Instructions for the task —
Nothing should differ between your answer and the records.

Data for the task —
******************************

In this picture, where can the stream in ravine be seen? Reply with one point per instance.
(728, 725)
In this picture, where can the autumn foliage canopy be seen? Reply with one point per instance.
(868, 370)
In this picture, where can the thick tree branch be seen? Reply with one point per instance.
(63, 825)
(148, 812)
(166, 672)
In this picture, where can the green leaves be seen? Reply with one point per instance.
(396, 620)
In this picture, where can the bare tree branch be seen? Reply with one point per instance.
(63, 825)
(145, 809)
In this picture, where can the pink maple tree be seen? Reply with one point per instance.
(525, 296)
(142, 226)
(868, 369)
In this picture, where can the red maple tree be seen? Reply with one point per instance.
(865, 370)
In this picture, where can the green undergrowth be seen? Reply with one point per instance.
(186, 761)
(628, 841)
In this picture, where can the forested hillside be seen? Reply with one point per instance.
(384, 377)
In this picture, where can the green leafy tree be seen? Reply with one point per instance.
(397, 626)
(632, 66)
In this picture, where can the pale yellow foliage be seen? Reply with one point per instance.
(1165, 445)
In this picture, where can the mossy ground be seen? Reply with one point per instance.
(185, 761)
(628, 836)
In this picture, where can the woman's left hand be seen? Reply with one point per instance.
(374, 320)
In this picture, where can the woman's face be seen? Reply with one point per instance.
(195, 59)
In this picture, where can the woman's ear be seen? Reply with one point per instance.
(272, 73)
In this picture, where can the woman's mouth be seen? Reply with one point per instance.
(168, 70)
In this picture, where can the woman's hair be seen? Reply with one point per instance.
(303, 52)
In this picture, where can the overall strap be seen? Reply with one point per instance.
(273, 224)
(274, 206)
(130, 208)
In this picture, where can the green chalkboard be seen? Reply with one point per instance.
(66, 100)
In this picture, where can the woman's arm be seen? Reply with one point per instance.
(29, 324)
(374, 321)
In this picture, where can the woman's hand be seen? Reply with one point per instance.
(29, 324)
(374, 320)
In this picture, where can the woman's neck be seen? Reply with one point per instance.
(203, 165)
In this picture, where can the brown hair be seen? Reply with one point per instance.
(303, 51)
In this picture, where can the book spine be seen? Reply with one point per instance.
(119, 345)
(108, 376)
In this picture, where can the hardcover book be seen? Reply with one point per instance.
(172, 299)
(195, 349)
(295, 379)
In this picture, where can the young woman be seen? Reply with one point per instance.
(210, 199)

******************************

Your solution —
In this picture, where can the stream in ravine be seen? Reply with one point per instance.
(728, 725)
In this picture, where can the autumn foliage canopy be seen? Reply with one point per instance.
(868, 370)
In this picture, where can the thick tree branch be seen? Reply with one point per instance.
(63, 825)
(148, 812)
(166, 672)
In this picture, where can the green leaves be seen? Reply with one point per instance.
(396, 620)
In this picture, where can the bare tree branch be seen? Reply with one point per instance.
(63, 825)
(145, 809)
In this picture, where can the pink maple tree be seen? Reply with one point per instance.
(525, 296)
(142, 226)
(868, 369)
In this picture, where can the red maple tree be seen? Reply with one point per instance.
(865, 370)
In this picture, where can the green undergrowth be seen? Reply with one point per instance.
(186, 761)
(628, 841)
In this picture, where can the forested hillside be seen? Reply with one point per instance.
(384, 377)
In this picture, where can the green leafy tree be seen? Reply with one point per instance.
(397, 626)
(632, 66)
In this picture, where can the pale yellow foliage be seen? Reply with one point per instance.
(1165, 445)
In this picture, where can the mossy ground be seen? Reply with one point per instance.
(185, 761)
(628, 836)
In this picture, where can the woman's left hand be seen? Reply with one point per instance.
(374, 320)
In this picture, where can the woman's face be seen? Reply with one point per instance.
(195, 59)
In this picture, where can the woman's ear be seen? Reply with one point per instance.
(272, 73)
In this picture, where can the woman's mouth be seen? Reply with one point per instance.
(168, 70)
In this picture, where can the woman's hair be seen? Reply with one point per instance.
(303, 52)
In this picture, where can the overall strap be seen? Reply with one point per instance.
(273, 224)
(274, 206)
(130, 208)
In this picture, where can the green chalkboard be seen? Reply with one point per instance.
(66, 100)
In this picture, where can the woman's arm be seen? Reply with one point per instance.
(29, 324)
(374, 321)
In this picture, where can the woman's hand be seen? Reply with one point per instance.
(29, 324)
(374, 320)
In this picture, where can the woman's neck be seen? Reply with one point per instance.
(203, 165)
In this picture, where can the brown hair be seen? Reply with one point per instance.
(303, 51)
In this picture, where can the book spine be seen? Reply with one point per instance.
(119, 345)
(108, 376)
In this picture, where can the hardcover book be seen? Reply with one point per instance.
(172, 299)
(195, 349)
(295, 379)
In this picture, where can the young woman be seen? Reply with one point per instance.
(210, 199)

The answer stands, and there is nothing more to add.